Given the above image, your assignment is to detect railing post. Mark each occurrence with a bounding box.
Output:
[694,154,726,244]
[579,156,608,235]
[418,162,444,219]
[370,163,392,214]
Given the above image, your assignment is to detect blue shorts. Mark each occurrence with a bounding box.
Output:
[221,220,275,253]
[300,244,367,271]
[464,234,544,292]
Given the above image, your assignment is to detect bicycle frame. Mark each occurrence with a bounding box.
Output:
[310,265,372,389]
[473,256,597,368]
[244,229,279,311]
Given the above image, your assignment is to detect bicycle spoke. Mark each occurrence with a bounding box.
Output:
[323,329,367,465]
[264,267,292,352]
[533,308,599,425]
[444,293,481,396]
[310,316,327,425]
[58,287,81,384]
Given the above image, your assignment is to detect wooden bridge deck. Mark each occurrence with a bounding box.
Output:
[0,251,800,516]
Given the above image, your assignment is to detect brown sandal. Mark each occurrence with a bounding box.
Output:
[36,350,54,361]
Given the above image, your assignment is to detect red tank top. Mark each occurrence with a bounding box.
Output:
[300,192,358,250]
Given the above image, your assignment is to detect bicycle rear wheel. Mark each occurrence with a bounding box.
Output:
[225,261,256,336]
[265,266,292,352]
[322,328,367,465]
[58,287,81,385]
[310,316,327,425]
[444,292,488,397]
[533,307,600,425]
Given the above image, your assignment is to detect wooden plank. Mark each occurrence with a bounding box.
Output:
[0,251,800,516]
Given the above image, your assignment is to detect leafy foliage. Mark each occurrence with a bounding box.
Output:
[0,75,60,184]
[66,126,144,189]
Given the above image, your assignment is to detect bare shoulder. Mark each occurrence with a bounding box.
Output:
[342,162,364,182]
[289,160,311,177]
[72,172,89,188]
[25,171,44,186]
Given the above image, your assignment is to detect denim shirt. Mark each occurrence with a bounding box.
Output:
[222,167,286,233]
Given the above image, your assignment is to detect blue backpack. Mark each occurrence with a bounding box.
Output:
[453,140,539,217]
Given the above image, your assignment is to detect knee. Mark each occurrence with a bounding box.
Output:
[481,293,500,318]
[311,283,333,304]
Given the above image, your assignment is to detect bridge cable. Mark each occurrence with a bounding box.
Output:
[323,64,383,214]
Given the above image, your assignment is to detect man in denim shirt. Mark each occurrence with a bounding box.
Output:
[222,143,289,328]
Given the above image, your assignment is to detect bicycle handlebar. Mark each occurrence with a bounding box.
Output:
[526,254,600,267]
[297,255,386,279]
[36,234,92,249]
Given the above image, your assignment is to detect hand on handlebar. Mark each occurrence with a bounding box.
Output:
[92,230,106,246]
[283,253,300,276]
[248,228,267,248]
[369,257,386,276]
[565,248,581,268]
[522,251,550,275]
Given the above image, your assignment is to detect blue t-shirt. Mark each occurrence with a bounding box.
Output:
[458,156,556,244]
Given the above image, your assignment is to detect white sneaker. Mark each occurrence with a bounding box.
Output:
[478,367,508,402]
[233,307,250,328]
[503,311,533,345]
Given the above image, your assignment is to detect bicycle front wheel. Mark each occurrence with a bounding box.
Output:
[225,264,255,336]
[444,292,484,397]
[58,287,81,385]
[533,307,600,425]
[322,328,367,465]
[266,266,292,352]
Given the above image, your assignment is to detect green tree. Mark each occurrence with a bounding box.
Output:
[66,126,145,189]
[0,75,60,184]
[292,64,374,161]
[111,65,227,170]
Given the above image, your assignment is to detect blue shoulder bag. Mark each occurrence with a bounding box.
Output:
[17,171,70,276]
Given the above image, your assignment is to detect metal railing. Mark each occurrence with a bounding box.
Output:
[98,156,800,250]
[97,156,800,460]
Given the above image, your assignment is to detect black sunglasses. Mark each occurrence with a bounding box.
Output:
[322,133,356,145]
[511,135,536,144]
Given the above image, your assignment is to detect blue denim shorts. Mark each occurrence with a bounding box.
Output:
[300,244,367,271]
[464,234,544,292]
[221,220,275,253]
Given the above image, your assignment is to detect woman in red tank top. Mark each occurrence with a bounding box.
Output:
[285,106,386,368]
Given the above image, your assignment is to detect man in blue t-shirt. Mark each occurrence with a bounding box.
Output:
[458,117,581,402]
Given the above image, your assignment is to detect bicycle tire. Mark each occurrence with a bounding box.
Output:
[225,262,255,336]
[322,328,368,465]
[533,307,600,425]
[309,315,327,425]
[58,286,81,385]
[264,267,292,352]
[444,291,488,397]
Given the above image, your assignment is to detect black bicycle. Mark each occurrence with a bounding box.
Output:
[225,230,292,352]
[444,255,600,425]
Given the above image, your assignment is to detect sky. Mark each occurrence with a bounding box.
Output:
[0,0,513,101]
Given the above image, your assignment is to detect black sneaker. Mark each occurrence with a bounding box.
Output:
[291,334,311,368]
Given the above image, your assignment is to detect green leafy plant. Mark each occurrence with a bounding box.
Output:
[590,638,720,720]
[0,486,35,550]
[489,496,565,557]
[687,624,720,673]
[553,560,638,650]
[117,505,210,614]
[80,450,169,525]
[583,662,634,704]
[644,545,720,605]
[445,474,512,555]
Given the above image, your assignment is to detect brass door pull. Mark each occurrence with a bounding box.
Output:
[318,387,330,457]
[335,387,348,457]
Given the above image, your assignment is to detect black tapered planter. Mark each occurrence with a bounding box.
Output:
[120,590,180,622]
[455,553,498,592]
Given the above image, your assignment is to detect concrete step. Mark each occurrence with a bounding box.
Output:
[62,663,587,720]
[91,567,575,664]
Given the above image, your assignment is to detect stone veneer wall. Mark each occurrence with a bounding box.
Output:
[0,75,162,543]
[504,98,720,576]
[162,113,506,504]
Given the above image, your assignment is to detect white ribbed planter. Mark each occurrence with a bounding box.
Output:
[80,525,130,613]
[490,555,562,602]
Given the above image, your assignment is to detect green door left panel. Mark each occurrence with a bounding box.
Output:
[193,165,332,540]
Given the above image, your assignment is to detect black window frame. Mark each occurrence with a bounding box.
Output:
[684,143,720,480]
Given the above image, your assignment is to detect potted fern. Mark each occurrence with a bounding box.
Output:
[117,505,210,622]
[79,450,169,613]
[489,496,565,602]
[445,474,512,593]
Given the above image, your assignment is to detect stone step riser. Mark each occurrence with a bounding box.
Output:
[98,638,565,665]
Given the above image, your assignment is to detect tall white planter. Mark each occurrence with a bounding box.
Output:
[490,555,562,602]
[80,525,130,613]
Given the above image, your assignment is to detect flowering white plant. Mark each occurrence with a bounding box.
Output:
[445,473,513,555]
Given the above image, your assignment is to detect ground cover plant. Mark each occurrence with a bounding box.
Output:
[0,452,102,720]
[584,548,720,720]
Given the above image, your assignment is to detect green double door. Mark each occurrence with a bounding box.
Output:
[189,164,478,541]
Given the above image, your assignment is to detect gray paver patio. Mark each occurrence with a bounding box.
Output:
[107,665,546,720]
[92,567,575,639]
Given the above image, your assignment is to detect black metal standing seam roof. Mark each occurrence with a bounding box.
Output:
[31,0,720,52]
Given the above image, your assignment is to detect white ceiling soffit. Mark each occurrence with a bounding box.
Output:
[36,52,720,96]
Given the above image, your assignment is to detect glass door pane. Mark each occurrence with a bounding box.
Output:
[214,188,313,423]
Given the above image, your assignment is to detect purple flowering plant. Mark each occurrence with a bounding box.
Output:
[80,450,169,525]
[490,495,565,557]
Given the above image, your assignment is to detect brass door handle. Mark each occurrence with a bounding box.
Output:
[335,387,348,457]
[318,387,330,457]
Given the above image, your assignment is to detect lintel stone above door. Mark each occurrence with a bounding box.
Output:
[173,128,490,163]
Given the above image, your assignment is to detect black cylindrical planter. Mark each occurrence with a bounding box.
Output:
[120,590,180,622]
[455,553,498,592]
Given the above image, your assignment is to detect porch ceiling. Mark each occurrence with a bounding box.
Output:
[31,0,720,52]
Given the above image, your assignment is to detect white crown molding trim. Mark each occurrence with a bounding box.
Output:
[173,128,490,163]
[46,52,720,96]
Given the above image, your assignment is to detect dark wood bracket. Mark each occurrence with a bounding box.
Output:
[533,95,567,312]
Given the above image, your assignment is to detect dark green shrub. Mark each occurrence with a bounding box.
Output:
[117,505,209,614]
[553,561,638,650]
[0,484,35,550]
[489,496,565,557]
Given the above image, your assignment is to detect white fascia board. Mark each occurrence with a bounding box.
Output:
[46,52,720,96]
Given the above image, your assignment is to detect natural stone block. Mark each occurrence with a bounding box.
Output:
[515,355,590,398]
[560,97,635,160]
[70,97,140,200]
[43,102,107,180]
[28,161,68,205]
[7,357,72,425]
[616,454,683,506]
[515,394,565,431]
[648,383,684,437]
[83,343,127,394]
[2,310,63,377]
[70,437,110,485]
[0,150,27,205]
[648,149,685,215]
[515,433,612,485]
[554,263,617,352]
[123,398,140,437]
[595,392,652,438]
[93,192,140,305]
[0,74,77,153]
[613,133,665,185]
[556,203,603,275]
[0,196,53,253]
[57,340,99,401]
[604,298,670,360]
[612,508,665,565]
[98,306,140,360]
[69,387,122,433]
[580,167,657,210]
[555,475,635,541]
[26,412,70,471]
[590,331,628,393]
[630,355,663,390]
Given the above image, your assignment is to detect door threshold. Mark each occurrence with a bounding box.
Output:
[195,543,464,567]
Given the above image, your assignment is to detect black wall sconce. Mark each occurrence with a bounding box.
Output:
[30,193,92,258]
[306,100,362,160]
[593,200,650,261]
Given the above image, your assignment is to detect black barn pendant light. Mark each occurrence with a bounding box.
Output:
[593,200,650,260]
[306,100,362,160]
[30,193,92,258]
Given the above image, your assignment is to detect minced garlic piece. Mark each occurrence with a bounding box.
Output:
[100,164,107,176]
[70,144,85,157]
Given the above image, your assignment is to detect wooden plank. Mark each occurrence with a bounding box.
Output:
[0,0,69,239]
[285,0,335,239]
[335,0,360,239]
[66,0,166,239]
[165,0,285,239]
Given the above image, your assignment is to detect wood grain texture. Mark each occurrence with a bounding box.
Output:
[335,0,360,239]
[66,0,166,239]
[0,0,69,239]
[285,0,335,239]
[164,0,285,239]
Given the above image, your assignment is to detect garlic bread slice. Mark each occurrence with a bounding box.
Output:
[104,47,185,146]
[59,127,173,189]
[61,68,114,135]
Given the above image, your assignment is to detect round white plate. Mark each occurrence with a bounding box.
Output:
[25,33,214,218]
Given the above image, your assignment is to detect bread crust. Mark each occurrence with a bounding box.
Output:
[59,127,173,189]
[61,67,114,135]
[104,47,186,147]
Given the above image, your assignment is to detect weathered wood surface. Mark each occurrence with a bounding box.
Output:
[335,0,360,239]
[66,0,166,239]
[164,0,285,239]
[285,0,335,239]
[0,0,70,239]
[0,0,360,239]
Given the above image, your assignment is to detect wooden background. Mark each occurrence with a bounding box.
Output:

----------

> [EXERCISE DESCRIPTION]
Please copy word for word the stretch of the items above, from the line containing "Given the above image, your assignment is to detect brown" through the line containing "[300,192,358,250]", including both of those lines.

> [WRITTEN REPLY]
Given the above image, your assignment is to detect brown sandal. Mark each occurrence with a bounding box.
Output:
[36,350,54,361]
Given the above image, your assignment is to detect red tank top. Mark each occurrence with a bounding box.
Output:
[300,192,358,250]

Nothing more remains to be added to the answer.